**Data for processing:**
* begin *
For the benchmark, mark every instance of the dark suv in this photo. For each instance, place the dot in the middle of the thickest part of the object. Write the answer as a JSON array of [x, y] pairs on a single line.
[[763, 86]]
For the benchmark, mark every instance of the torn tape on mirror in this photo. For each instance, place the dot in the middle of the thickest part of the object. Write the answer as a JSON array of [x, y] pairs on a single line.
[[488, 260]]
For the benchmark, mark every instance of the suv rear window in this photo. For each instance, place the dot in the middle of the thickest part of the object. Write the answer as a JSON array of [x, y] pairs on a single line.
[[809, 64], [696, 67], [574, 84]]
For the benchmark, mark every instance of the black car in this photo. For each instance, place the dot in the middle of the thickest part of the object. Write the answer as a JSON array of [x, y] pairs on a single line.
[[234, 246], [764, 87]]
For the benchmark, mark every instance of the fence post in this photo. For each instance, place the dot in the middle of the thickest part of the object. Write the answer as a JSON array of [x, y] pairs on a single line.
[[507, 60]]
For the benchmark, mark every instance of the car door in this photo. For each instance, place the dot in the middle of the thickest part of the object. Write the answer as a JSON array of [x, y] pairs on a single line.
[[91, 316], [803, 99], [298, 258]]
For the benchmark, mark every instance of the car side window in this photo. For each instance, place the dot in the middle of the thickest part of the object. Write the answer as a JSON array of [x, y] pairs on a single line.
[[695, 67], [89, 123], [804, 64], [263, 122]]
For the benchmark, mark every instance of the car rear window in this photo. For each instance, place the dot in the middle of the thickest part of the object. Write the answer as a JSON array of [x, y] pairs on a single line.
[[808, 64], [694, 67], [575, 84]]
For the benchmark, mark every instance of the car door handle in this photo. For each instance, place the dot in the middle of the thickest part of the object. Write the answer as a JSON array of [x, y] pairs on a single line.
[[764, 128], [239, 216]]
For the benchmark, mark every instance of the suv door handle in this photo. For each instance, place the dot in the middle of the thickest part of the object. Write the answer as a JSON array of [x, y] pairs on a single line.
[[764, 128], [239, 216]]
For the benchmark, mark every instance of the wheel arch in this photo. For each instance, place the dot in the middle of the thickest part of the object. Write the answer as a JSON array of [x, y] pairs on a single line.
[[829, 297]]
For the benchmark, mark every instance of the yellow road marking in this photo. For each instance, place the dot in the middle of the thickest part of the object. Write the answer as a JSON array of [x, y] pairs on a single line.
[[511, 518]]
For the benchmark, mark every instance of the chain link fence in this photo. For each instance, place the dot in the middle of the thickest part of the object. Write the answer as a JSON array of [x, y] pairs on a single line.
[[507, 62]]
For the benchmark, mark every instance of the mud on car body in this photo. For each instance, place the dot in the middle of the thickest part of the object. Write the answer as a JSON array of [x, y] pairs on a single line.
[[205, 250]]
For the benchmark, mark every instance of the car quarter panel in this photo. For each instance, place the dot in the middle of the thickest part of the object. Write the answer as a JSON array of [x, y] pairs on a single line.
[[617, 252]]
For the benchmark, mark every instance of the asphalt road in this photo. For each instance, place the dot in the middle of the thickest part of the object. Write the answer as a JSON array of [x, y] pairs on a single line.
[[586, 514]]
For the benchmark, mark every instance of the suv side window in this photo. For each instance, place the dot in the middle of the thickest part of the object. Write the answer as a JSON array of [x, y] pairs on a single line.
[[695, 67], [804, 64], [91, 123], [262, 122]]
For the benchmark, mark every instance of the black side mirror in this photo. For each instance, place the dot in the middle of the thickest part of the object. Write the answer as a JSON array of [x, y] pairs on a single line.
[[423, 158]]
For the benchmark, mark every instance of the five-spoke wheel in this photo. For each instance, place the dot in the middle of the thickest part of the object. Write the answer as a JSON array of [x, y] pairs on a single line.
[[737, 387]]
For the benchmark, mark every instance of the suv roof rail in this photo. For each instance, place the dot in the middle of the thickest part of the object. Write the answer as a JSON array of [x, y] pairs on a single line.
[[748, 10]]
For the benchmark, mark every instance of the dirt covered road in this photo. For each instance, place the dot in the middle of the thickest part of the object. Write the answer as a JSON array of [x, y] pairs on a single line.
* end *
**What is required:**
Copy the rows from the top through the line that contains "[[763, 86]]", replacing "dark suv" with "gray suv" and leaving everything else the same.

**Solution for this exercise:**
For the benchmark, mark every instance of the gray suv in this photo. For each instance, place the dot in the middle of the thickest part of the object. Write the answer as a JSON array of [x, y] pairs on a single line.
[[763, 86]]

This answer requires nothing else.